◆ Aufgabe
Gib den Auszug zur Revision der Staatsanwaltschaft vollständig und wortgetreu wieder.

Verfahrensgang
LG Saarbrücken (Urteil vom 17.09.2020; Aktenzeichen 4 KLs 14/20 15 Js 616/19) |
Tenor
1. Auf die Revision der Staatsanwaltschaft wird das Urteil des Landgerichts Saarbrücken vom 17. September 2020
- im Schuldspruch dahin geändert, dass der Angeklagte der besonders schweren räuberischen Erpressung in Tateinheit mit besonders schwerem Raub und mit vorsätzlichem Führen einer Schreckschusswaffe schuldig ist;
- im Strafausspruch aufgehoben.
2. Im Umfang der Aufhebung wird die Sache zu neuer Verhandlung und Entscheidung, auch über die Kosten des Rechtsmittels, an eine andere Strafkammer des Landgerichts zurückverwiesen.
3. Die weitergehende Revision wird verworfen.
Gründe
Rz. 1
Das Landgericht hat den Angeklagten wegen „gemeinschaftlicher” besonders schwerer räuberischer Erpressung in Tateinheit mit besonders schwerem Raub zu einer Freiheitsstrafe von zwei Jahren verurteilt, deren Vollstreckung es zur Bewährung ausgesetzt hat. Die vom Generalbundesanwalt vertretene Revision der Staatsanwaltschaft hat im tenorierten Umfang Erfolg.

◆ Quellenauszug
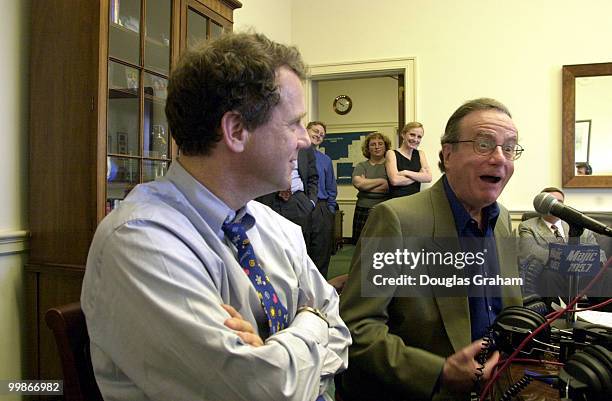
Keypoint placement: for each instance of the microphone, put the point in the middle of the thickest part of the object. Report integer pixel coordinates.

◆ Ergebnis
Verfahrensgang
LG Saarbrücken (Urteil vom 17.09.2020; Aktenzeichen 4 KLs 14/20 15 Js 616/19) |
Tenor
1. Auf die Revision der Staatsanwaltschaft wird das Urteil des Landgerichts Saarbrücken vom 17. September 2020
- im Schuldspruch dahin geändert, dass der Angeklagte der besonders schweren räuberischen Erpressung in Tateinheit mit besonders schwerem Raub und mit vorsätzlichem Führen einer Schreckschusswaffe schuldig ist;
- im Strafausspruch aufgehoben.
2. Im Umfang der Aufhebung wird die Sache zu neuer Verhandlung und Entscheidung, auch über die Kosten des Rechtsmittels, an eine andere Strafkammer des Landgerichts zurückverwiesen.
3. Die weitergehende Revision wird verworfen.
Gründe
Rz. 1
Das Landgericht hat den Angeklagten wegen „gemeinschaftlicher” besonders schwerer räuberischer Erpressung in Tateinheit mit besonders schwerem Raub zu einer Freiheitsstrafe von zwei Jahren verurteilt, deren Vollstreckung es zur Bewährung ausgesetzt hat. Die vom Generalbundesanwalt vertretene Revision der Staatsanwaltschaft hat im tenorierten Umfang Erfolg.